◆ Exercise instructions ◆
(1) List each act that the Company performs "hereby" in paragraph (a) of the agreement excerpt.
(2) Carry the agreement excerpt forward from its last sentence.
START Source
Except as otherwise specifically provided herein, this Agreement may be amended only by an instrument in writing duly executed by both parties hereto. 

     7. Governing Law; Jurisdiction; Certain Waivers.

       (a) This Agreement shall be interpreted and construed in accordance with the internal substantive laws (and not the choice of law rules) of the State of New York. All actions and proceedings brought by the Rights Agent relating to or
arising from, directly or indirectly, this Agreement may be litigated in courts located within the State of New York. The Company hereby submits to the personal jurisdiction of such courts; hereby waives personal service of process and consents that
any such service of process may be made by certified or registered mail, return receipt requested, directed to the Company at its address last specified for notices hereunder; and hereby waives the right to a trial by jury in any action or
proceeding with the Rights Agent.  All actions and proceedings brought by the Company against the Rights Agent relating to or arising from, directly or indirectly, this Agreement shall be litigated only in courts located within the State of New
York. 

     (b) The invalidity, illegality or unenforceability of any provision of this Agreement shall in no way affect the validity, legality or enforceability of any other provision; and if any provision is held to be
unenforceable as a matter of law, the other provisions shall not be affected thereby and shall remain in full force and effect.
END Source
START Information shown
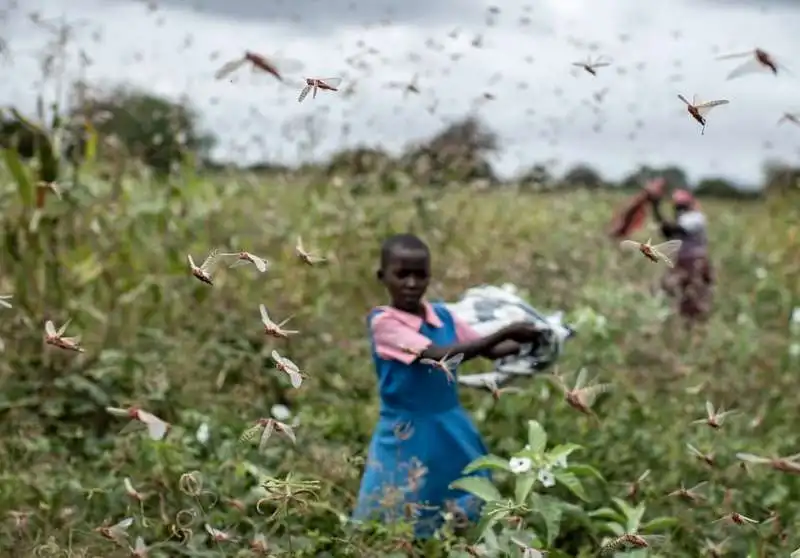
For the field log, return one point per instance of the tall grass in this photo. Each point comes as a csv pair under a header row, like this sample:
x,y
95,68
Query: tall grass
END Information shown
◆ Task answers ◆
(1)
- Submits to the personal jurisdiction of courts located within the State of New York
- Waives personal service of process
- Consents that service of process may be made by certified or registered mail, return receipt requested, directed to the Company at its address last specified for notices
- Waives the right to a trial by jury in any action or proceeding with the Rights Agent

(2)
     8. Rights and Remedies.  The rights and remedies conferred upon the parties hereto shall be cumulative, and the exercise or waiver of any such right or remedy shall not preclude or inhibit the exercise of
any additional rights or remedies. The waiver of any right or remedy hereunder shall not preclude or inhibit the subsequent exercise of such right or remedy. 

     9. Representations and Warranties. The Company hereby represents, warrants and covenants that: 

     (a)  The Company is a corporation duly organized and validly existing under the laws of the Federative Republic of Brazil.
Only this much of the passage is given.